Jayson, 20 ans, et Maël, 25 ans, sont tous deux nés à Cherbourg-en-Cotentin, dans la Manche. Ils ont quelques années d’écart mais une passion et une expérience communes : le soudage et les Worldskills. Le premier a obtenu la médaille d’or à la dernière compétition nationale des métiers, à Lyon, et a donc rejoint l’équipe de France pour disputer la compétition internationale tandis que le second, 25 ans, l’a coaché patiemment les 10 mois précédents. Tous deux ont commencé en alternance et travaillent désormais en CDI chez CMN – les Constructions Mécaniques de Normandie, à Cherbourg. Regards croisés entre deux jeunes talents déjà bien confirmés, sur un métier industriel d’avenir.

« J'ai toujours voulu être soudeur – toute ma famille est dans ce métier-là… J’ai commencé à l’âge de 12 ans – je me souviens c’était à l’électrode enrobée ! »

→ **Données affichées**
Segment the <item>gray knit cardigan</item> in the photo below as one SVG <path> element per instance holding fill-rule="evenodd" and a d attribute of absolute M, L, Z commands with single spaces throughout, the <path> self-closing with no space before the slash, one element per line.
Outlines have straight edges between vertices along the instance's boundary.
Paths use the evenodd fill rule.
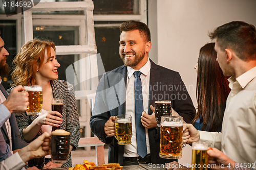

→ **Tâches à réaliser**
a) Recopiez le passage du texte sur les deux soudeurs de Cherbourg compris entre « Jayson, 20 ans, et » et « métier industriel d’avenir. », ces mots inclus.
b) Écrivez la suite du texte sur les deux soudeurs de Cherbourg à partir de sa dernière phrase.

→ **Réponses par point**
a)
Jayson, 20 ans, et Maël, 25 ans, sont tous deux nés à Cherbourg-en-Cotentin, dans la Manche. Ils ont quelques années d’écart mais une passion et une expérience communes : le soudage et les Worldskills. Le premier a obtenu la médaille d’or à la dernière compétition nationale des métiers, à Lyon, et a donc rejoint l’équipe de France pour disputer la compétition internationale tandis que le second, 25 ans, l’a coaché patiemment les 10 mois précédents. Tous deux ont commencé en alternance et travaillent désormais en CDI chez CMN – les Constructions Mécaniques de Normandie, à Cherbourg. Regards croisés entre deux jeunes talents déjà bien confirmés, sur un métier industriel d’avenir.

b)
Qu’est-ce qui vous plaît dans votre métier ?

Jayson : « Plein de choses ! J’aime le fait d’être minutieux, appliqué, autonome… Être en équipe mais aussi concentré seul sur mon travail, dans ma bulle. Et puis j’aime beaucoup travailler dans le naval : on part de zéro, d’une tôle, qui deviendra, au fur et à mesure sous nos yeux un élément qui va former un bateau. »

Maël : « Oui, travailler dans le naval est plus intéressant que de simplement faire une pièce dont on ne sait pas à quoi elle va servir… Ce ne sont jamais les mêmes pièces, un jour ne fait pas l’autre, il y a une vraie variété des missions. On va avoir de la préfabrication, de l’assemblage de petites pièces avant montage ; du 2D avec les morceaux de bateaux qui sont assemblés dans l’atelier et du 3D, lorsque le bateau est totalement construit. »

vue bateau CMN

Quelles sont les qualités indispensables pour l’exercer ?

Maël : « Il faut être patient, rigoureux, il faut aimer ce que l’on fait parce que c’est un métier assez physique et savoir travailler en équipe. Il faut de la volonté et de la patience, mais c’est aussi un métier où l’on en apprend tous les jours. Il s’adresse aux femmes comme aux hommes, il y a une bonne ambiance. »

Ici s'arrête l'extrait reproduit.